QUOTED TEXT:
Other embodiments of the present invention relate to a method of operating a vehicle towing a trailer. An image is captured of a frontal surface of the trailer. An area and shape of the frontal surface of the trailer is estimated from the captured image. A type of trailer is identified from the estimated area and shape of the frontal surface of the trailer. Correlated information is retrieved related to the trailer based on the type of trailer identified. The correlated information is transmitted to an on-board vehicle control unit. The operation of the vehicle is modified according to the correlated information.

Still other embodiments of the present invention relate to a system of operating a vehicle towing a trailer. Means are provided for capturing an image of a frontal surface of the trailer. Means are also provided for estimating an area and shape of the frontal surface of the trailer from the captured image. Other means are provided for identifying a type of trailer from the estimated area and shape of the frontal surface of the trailer. Additional means are provided for retrieving correlated information related to the trailer based on the type of trailer identified. Means are further provided for transmitting the correlated information to an on-board vehicle control unit. Means are then provided for modifying the operation of the vehicle according to the correlated information.

Other benefits and advantages will become apparent to those skilled in the art to which it pertains upon reading and understanding of the following detailed specification.

Still other benefits and advantages of the invention will become apparent to those skilled in the art to which it pertains upon a reading and understanding of the following detailed specification.

III. BRIEF DESCRIPTION OF THE DRAWINGS

The invention may take physical form in certain parts and arrangement of parts, embodiments of which will be described in detail in this specification and illustrated in the accompanying drawings which form a part hereof and wherein:

FIG. 1 is a side view depicting a vehicle towing a trailer and having a rearwardly facing camera system in accordance with the present invention.

FIG. 2 illustrates the field of view of a rearwardly facing camera observing a frontal surface of the trailer, in accordance with the present invention.

FIG. 3 is a schematic view of a system for identifying a trailer being towed by a vehicle in accordance with the present invention.

FIG. 4 is a flow chart of a method of operating a vehicle towing a trailer in accordance with the present invention.

IV. DETAILED DESCRIPTION OF THE INVENTION

The present invention generally relates to systems and methods for identifying a type of trailer being towed by a vehicle and providing information about the trailer to the vehicle's on-board electronic control system, so as to operate the vehicle towing the trailer. The invention includes a camera and a pattern recognition arrangement for identifying the front-facing surface of the trailer. This information may be referenced to a database of trailer types and cross-referenced to another database containing various parameter information for each trailer type. This parameter information is processed by the vehicle's electronic control system, so as to compensate for the performance variations produced by the trailer.

DATASET EXTRACT:
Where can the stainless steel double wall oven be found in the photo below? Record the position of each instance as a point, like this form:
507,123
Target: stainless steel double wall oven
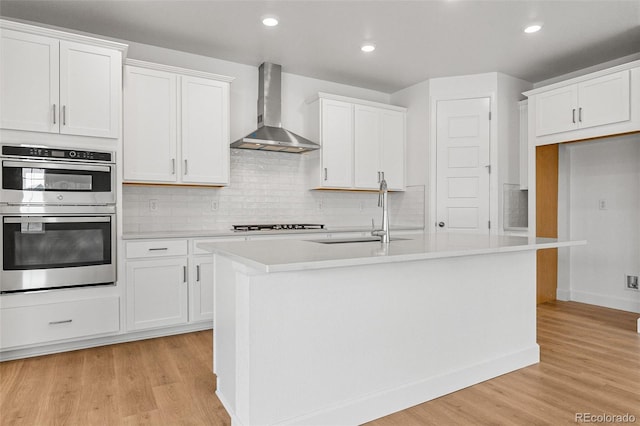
58,218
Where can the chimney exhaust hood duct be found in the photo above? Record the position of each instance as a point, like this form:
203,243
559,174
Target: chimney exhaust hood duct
270,135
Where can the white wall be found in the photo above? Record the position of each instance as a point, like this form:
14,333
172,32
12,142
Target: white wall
607,170
416,99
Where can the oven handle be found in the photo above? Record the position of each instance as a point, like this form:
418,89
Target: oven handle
39,219
61,166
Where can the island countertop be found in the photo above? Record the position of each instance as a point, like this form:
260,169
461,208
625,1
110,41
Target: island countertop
296,255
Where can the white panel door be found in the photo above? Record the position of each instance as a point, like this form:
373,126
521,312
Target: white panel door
604,100
201,290
150,125
392,157
90,90
367,147
156,293
337,143
205,131
462,139
557,111
29,82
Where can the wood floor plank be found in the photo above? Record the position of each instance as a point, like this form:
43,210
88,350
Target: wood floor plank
590,362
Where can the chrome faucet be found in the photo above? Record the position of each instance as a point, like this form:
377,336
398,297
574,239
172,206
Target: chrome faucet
382,202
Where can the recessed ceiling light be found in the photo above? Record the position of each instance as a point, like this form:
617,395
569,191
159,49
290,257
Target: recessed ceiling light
270,21
368,47
533,28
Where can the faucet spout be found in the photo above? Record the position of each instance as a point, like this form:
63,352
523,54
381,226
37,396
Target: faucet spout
383,233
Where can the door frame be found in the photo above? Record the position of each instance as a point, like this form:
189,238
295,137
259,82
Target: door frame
431,213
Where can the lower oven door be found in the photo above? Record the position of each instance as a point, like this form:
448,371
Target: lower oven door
45,252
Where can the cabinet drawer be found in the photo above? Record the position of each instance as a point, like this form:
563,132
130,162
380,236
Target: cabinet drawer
28,325
157,248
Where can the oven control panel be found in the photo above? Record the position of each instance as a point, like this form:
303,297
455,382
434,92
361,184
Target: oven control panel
57,153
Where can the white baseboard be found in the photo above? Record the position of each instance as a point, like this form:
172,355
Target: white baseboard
605,301
46,349
380,404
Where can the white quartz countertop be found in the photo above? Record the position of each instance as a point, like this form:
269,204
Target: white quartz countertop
294,255
230,233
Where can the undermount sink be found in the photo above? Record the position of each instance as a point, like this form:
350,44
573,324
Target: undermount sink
354,240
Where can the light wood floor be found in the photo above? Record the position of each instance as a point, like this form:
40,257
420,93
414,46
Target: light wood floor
590,363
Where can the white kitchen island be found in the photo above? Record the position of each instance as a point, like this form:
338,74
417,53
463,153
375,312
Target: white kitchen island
340,334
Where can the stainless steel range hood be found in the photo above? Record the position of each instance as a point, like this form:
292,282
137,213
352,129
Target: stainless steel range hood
270,136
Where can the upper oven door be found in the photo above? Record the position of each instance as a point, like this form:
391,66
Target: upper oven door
57,182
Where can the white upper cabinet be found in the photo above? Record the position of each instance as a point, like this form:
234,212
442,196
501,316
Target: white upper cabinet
176,125
150,125
59,83
361,142
337,144
205,130
90,90
599,104
379,147
367,143
29,67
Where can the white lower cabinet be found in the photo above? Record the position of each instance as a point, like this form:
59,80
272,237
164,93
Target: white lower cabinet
165,286
50,322
201,289
156,293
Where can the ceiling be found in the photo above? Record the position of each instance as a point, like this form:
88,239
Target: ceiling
415,40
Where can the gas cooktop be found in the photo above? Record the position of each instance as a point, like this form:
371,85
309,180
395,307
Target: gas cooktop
277,227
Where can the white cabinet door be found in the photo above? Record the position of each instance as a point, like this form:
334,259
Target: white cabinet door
336,135
604,100
201,290
205,131
392,152
150,125
462,187
367,143
156,293
557,111
89,90
29,82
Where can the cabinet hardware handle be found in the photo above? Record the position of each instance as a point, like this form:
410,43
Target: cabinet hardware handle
59,322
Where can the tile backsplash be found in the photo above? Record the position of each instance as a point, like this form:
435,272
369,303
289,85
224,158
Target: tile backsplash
266,187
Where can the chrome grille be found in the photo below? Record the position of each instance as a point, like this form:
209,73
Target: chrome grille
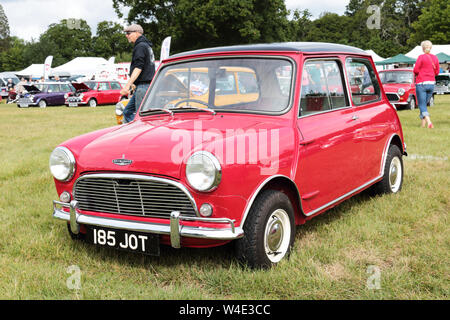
25,101
132,196
392,96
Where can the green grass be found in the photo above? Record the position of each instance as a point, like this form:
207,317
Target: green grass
405,236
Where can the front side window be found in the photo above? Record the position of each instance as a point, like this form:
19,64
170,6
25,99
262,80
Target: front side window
396,77
103,86
233,84
322,87
364,86
91,85
115,86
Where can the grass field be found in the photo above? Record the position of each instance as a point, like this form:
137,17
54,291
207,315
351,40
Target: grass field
390,247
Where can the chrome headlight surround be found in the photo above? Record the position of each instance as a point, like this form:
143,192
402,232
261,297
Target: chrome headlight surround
203,171
62,164
401,91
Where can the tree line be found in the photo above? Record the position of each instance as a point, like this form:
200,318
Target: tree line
388,27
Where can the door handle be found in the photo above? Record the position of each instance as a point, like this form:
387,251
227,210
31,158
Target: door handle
306,142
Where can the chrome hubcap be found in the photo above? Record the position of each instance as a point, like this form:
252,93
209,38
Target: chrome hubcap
277,235
395,174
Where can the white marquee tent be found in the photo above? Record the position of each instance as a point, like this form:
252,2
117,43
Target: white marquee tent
34,70
86,66
375,57
435,49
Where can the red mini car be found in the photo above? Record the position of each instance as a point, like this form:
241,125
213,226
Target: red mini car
241,144
93,93
400,88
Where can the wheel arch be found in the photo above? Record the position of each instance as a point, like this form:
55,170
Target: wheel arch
285,185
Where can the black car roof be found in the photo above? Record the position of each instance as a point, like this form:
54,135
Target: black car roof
283,46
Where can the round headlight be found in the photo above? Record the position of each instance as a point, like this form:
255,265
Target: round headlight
203,171
62,164
401,91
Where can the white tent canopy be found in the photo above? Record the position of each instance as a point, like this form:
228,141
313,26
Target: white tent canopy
34,70
435,49
375,57
86,66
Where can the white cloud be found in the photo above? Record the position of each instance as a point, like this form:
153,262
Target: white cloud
30,18
316,7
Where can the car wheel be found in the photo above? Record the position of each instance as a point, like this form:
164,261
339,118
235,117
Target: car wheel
92,103
268,232
412,104
393,172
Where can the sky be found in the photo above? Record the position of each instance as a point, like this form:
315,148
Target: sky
28,19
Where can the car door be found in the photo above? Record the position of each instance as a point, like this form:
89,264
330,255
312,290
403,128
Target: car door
373,113
115,91
104,93
329,150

TASKS:
1. Translate this sentence from the patent excerpt into Spanish: "The correlated information is transmitted to an on-board vehicle control unit."
2. Extract everything in the patent excerpt from "Still other benefits" down to "system in accordance with the present invention.".
3. Answer these questions using the patent excerpt.
(a) What does FIG. 3 show?
(b) Which surface of the trailer is captured in the image?
(c) What two things does the invention include for identifying the front-facing surface of the trailer?

FINAL ANSWERS:
1. La información correlacionada se transmite a una unidad de control a bordo del vehículo.

2.
Still other benefits and advantages of the invention will become apparent to those skilled in the art to which it pertains upon a reading and understanding of the following detailed specification.

III. BRIEF DESCRIPTION OF THE DRAWINGS

The invention may take physical form in certain parts and arrangement of parts, embodiments of which will be described in detail in this specification and illustrated in the accompanying drawings which form a part hereof and wherein:

FIG. 1 is a side view depicting a vehicle towing a trailer and having a rearwardly facing camera system in accordance with the present invention.

3.
(a) A schematic view of a system for identifying a trailer being towed by a vehicle.
(b) The frontal surface.
(c) A camera and a pattern recognition arrangement.